BEGIN GIVEN DATA

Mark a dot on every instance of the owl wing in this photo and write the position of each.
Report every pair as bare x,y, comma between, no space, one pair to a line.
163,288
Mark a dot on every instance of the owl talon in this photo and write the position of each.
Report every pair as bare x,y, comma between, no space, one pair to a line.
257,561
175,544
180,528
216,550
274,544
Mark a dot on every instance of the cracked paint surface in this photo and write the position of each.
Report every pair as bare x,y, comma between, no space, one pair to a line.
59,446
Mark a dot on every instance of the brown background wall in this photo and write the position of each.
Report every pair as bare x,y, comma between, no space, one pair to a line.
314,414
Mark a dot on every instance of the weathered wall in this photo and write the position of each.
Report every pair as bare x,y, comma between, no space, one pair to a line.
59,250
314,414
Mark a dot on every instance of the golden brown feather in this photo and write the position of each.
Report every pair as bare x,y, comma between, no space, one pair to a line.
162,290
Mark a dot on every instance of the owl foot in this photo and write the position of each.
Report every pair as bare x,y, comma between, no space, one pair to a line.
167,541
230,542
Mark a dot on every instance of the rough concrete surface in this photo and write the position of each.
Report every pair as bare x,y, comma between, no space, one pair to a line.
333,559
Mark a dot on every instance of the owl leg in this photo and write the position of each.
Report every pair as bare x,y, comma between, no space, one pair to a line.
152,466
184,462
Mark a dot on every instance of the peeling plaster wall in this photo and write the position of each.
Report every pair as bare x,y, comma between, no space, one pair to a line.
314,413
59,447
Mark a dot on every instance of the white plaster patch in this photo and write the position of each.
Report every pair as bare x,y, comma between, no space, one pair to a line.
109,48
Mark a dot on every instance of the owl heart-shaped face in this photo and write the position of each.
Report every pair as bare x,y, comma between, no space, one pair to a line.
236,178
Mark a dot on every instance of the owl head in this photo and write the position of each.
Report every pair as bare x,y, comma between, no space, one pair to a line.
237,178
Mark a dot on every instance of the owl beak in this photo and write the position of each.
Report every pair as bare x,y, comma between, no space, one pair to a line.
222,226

END GIVEN DATA

AIM OF THE TASK: Convert the records above into a Markdown table with two columns, Row and Text. Give each nonblank line its own numbered row and leave out blank lines.

TASK OUTPUT:
| Row | Text |
|---|---|
| 1 | Mark a dot on every instance of the owl wing in this photo and write the position of each. |
| 2 | Report every pair as bare x,y, comma between, no space, one pair to a line. |
| 3 | 163,288 |
| 4 | Mark a dot on every instance of the owl talon in this photo and write the position of each. |
| 5 | Report every pair as bare x,y, comma between, no space, one pair to a line. |
| 6 | 257,561 |
| 7 | 175,544 |
| 8 | 180,528 |
| 9 | 216,550 |
| 10 | 274,544 |
| 11 | Mark a dot on every instance of the cracked paint surface in this photo and write the position of each. |
| 12 | Report every pair as bare x,y, comma between, no space, one pair to a line. |
| 13 | 59,446 |
| 14 | Mark a dot on every instance of the brown background wall in this photo and write the position of each. |
| 15 | Report every pair as bare x,y, comma between, no space, one pair to a line. |
| 16 | 314,414 |
| 17 | Mark a dot on every instance of the weathered wall in this photo and write the position of each. |
| 18 | Report every pair as bare x,y, comma between, no space, one pair to a line. |
| 19 | 59,250 |
| 20 | 314,414 |
| 21 | Mark a dot on every instance of the golden brown feather in this photo and write the position of each. |
| 22 | Report every pair as bare x,y, comma between, no space, one pair to a line. |
| 23 | 162,290 |
| 24 | Mark a dot on every instance of the owl foot in this photo and write the position of each. |
| 25 | Report every pair as bare x,y, comma between, no space, one pair to a line. |
| 26 | 167,541 |
| 27 | 230,542 |
| 28 | Mark a dot on every instance of the rough concrete surface in this photo and write the position of each. |
| 29 | Report every pair as bare x,y, comma between, no space, one pair to a line. |
| 30 | 333,559 |
| 31 | Mark a dot on every instance of the owl leg in this photo and write the position of each. |
| 32 | Report every pair as bare x,y, comma between, no space, one pair to a line. |
| 33 | 152,466 |
| 34 | 184,462 |
| 35 | Mark a dot on every instance of the peeling plaster wall in this photo and write the position of each. |
| 36 | Report every pair as bare x,y, comma between, no space, one pair to a line. |
| 37 | 314,413 |
| 38 | 59,447 |
| 39 | Mark a dot on every instance of the white plaster patch in this photo and write the position of each. |
| 40 | Report every pair as bare x,y, comma between, no space, one pair to a line. |
| 41 | 109,48 |
| 42 | Mark a dot on every instance of the owl heart-shaped face in this photo and write the position of each. |
| 43 | Report every pair as bare x,y, comma between, no space, one pair to a line. |
| 44 | 236,178 |
| 45 | Mark a dot on every instance of the owl head in this photo and write the position of each. |
| 46 | Report every pair as bare x,y, comma between, no space, one pair to a line. |
| 47 | 237,178 |
| 48 | Mark a dot on every instance of the owl beak in this photo and write the position of each. |
| 49 | Report every pair as bare x,y, comma between, no space, one pair to a line. |
| 50 | 222,226 |